* **The exercise**
Please convert the lines below into a CSV with two columns, input and output. Give one row per item, with its text in one quoted input field and its answer in one quoted output field, line breaks replaced by spaces, and leave the pictures out.

* **Provided material**
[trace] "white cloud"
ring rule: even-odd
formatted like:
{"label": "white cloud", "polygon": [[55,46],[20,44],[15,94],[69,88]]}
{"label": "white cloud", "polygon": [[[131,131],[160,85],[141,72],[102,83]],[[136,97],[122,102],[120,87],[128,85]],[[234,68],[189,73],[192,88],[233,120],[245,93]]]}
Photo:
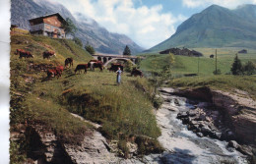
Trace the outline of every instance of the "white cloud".
{"label": "white cloud", "polygon": [[182,0],[183,6],[188,8],[207,7],[212,4],[234,9],[242,4],[256,4],[256,0]]}
{"label": "white cloud", "polygon": [[[72,13],[80,12],[95,19],[111,32],[123,33],[139,45],[150,48],[175,32],[174,24],[184,16],[162,14],[162,6],[135,8],[133,0],[68,0],[60,1]],[[142,4],[140,0],[137,0]]]}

* **Reply to the exercise**
input,output
"[trace] ""white cloud"" ring rule: even-odd formatted like: {""label"": ""white cloud"", ""polygon"": [[55,46],[20,44],[15,94],[69,88]]} {""label"": ""white cloud"", ""polygon"": [[[131,131],[160,85],[141,72],[102,83]],[[136,97],[122,102],[120,87],[128,85]],[[234,68],[189,73],[192,88],[233,120],[245,93]]]} Photo: Trace the outline of every instance of the ""white cloud"".","{""label"": ""white cloud"", ""polygon"": [[182,0],[183,6],[188,8],[207,7],[212,4],[234,9],[242,4],[256,4],[256,0]]} {""label"": ""white cloud"", ""polygon"": [[[72,13],[80,12],[95,19],[111,32],[123,33],[139,45],[150,48],[175,32],[174,24],[184,16],[162,14],[162,6],[135,8],[133,0],[68,0],[60,1]],[[142,4],[140,0],[137,0]]]}"